Goal = Output all of the entries exactly as written.

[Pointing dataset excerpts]
START

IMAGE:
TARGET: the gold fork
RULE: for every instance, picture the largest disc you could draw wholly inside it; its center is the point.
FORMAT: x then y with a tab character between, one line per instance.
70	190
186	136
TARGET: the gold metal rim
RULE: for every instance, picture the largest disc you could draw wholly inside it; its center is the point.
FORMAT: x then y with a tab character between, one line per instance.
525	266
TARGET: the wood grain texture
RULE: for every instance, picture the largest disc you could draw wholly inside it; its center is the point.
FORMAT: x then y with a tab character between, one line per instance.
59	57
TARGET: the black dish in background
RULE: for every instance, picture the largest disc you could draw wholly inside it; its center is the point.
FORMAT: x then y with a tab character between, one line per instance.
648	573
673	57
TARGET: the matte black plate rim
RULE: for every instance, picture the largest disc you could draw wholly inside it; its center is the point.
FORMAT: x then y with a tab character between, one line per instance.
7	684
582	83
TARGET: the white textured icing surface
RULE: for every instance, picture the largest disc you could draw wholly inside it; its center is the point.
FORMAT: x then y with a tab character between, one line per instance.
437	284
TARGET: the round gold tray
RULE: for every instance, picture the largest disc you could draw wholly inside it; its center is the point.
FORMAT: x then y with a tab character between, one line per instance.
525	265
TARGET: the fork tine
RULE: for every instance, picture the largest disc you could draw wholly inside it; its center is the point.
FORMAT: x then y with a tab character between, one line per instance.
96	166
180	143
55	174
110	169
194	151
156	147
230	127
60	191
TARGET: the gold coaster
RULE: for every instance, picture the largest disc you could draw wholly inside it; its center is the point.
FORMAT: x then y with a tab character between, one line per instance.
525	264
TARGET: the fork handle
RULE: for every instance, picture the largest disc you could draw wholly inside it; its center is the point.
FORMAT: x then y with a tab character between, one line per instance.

END

Full answer =
IMAGE:
TARGET: the gold fork
RULE: for every instance, picture the largest disc you could draw wholly inside it; its center is the point.
FORMAT: x then y with a tab character between, one line per instance.
70	190
186	136
TARGET: the gold metal rim
RULE: for every instance, picture the largest disc you could draw wholly inside it; its center is the point.
FORMAT: x then y with a tab character between, one line per instance.
525	266
TARGET: the wood grain texture
RULE: for every instance, picture the largest disc you could draw wholly inside it; its center is the point.
FORMAT: x then y with a tab character between, one line per instance.
59	57
TARGET: the black dish in background
RULE: for every instance, picture the largest disc you could draw wholly inside it; its center is the point.
FORMAT: x then y with a tab character between, one line per instance.
648	573
673	57
TARGET: the matte black plate rim
RULE: for every instance, picture the largest disc you could draw wholly inside it; its center is the point.
FORMAT: x then y with a tab character between, one line per instance.
7	684
582	83
TARGET: the white textured icing surface
RULE: for every instance, picture the largest disc you could draw wholly inside it; its center is the point.
FORMAT: x then y with a tab character between, one line per instance.
437	284
TARGET: the round gold tray
RULE: for every instance, picture the largest disc you could draw wholly inside it; its center is the point.
FORMAT: x then y with a tab character between, one line per instance.
525	265
TARGET: the fork tine
RULE: for every instance, picture the largest disc you could draw wholly inside it; its center is the point.
FORMAT: x then y with a tab character between, one line per instance.
96	166
180	143
55	174
110	169
194	151
156	147
230	127
60	191
TARGET: the gold coaster
RULE: for every instance, picture the largest disc you could draw wholly inside it; its center is the point.
FORMAT: x then y with a tab character between, one line per instance.
525	264
TARGET: the fork handle
RULE: for every instance, picture the largest disc you could draw wholly inside it; its center is the point.
FORMAT: x then y with a tab character between, one line per instance.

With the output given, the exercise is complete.